**** Document passage

But what really encapsulates the book is her statement that to truly take our attention back we need ""To do nothing is to hold yourself still so that you can perceive what is actually there." Taking the time to focus, something that is lost more and more each day, on what the world, what people need from us, how we can be the answer.
She breaks the book down into six chapters; each talking about a different part of the attention economy and how to pay attention to different parts of life. She makes it clear she isn't anti-social media (she has her own Twitter account anyway) but what she is interested in is, "...a mass movement of attention: what happens when people regain control over their attention and begin to direct it again, together."
Because what matters, what truly matters in this firey hellscape (fully acknowledging the privilege that it is to have only been truly terrified since 2016, rather than for my entire life-something Odell does remark on frequently throughout the book) is the fact that "[t[he world needs my participation more than ever. Again, it is not a question of whether but how."

********
**** Recorded data

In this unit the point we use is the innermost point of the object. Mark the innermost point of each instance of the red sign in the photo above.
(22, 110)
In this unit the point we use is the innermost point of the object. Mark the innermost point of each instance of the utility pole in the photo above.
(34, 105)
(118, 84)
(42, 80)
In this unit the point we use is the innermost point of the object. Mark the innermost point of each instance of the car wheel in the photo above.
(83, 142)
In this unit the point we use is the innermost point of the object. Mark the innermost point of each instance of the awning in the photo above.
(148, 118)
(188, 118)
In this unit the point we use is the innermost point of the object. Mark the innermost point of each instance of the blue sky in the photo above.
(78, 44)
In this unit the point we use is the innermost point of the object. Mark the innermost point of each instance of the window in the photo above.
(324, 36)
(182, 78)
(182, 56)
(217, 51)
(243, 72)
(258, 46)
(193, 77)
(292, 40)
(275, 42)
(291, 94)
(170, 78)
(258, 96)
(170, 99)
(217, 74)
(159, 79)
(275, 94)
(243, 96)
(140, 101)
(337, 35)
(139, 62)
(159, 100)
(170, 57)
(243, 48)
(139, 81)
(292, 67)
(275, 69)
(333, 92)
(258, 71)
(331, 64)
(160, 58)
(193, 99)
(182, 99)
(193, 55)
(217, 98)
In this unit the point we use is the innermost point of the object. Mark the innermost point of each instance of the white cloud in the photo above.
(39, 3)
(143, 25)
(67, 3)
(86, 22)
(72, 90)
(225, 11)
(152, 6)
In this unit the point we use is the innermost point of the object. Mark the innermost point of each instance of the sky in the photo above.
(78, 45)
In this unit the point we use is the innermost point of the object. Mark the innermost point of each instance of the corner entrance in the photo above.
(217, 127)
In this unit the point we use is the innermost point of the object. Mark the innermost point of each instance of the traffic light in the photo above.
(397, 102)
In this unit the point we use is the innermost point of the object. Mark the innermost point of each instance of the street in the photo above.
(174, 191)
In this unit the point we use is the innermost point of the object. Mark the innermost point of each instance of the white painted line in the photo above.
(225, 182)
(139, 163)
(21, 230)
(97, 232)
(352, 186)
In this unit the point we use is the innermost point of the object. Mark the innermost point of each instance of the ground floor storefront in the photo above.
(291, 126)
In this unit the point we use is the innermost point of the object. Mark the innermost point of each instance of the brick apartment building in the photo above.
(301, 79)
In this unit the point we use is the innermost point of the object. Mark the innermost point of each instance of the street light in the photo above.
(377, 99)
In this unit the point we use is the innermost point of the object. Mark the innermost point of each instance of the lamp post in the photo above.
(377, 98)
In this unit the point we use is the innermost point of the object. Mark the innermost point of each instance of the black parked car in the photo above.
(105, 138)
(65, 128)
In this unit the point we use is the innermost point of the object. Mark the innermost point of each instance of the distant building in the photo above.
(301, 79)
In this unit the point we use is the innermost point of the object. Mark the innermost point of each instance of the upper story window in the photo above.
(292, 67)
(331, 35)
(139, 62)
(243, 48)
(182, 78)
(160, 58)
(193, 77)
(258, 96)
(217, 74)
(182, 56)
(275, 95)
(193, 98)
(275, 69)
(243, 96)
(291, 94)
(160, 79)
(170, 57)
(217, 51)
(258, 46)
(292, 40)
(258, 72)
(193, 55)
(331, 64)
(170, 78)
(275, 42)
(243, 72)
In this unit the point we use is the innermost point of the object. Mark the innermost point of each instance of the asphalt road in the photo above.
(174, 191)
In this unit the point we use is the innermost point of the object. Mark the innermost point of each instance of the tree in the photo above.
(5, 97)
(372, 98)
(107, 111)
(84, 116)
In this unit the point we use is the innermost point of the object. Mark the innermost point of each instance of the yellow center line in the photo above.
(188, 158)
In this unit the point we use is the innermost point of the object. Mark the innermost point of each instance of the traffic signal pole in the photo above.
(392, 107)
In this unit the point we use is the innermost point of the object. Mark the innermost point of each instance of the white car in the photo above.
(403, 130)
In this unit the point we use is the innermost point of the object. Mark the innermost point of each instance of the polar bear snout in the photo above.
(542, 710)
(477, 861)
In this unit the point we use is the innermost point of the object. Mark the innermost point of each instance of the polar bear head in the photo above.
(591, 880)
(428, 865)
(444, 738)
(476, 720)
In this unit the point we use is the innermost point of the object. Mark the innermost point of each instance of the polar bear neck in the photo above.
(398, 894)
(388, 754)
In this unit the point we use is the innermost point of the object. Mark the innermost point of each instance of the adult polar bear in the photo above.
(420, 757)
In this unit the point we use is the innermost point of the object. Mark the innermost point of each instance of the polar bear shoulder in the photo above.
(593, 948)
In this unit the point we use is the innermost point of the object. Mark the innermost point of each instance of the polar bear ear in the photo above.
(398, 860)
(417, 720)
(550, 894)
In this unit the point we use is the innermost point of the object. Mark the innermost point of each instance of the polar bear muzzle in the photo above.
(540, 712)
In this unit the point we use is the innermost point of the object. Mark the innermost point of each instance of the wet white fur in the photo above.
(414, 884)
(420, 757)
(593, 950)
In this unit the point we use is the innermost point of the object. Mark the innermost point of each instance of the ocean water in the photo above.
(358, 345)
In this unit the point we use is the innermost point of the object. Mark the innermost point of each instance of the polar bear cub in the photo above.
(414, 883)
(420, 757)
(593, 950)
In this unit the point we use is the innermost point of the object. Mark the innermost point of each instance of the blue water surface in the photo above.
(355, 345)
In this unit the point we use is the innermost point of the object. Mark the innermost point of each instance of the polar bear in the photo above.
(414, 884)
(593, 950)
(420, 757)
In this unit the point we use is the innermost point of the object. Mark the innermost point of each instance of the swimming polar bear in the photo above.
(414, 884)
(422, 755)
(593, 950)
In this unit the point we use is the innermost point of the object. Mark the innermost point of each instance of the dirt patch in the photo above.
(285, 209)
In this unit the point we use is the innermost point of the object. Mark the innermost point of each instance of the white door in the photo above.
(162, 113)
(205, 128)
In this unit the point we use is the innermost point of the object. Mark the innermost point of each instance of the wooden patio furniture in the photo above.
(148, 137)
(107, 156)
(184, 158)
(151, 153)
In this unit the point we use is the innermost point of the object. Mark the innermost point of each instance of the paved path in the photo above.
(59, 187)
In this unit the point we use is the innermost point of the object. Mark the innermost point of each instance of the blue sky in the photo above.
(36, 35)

********

* **What you should do**: How would the book review about reclaiming our attention continue? Write what comes next, picking up after its last sentence.

* **The reply**:
She also points out "[the] cruel irony that the platforms on which we encounter and speak about these issues are simultaneously profiting from a collapse of context that keeps us from being able to think straight." And further still, "[m]eanwhile, media companies continue churning out deliberately incendiary takes, and we're so quickly outraged by their headlines that we can't even consider the option of not reading and sharing them."
Each person in this current day and age must decide for themselves, how they commit their time, energy and body to the frenetic attention grabbers. And not to say anything of how ecologically and physically this buzzing economy takes a toll. This book helps us take a step back, several actually, and re-examine, well, everything.
A must read for everyone and everyone.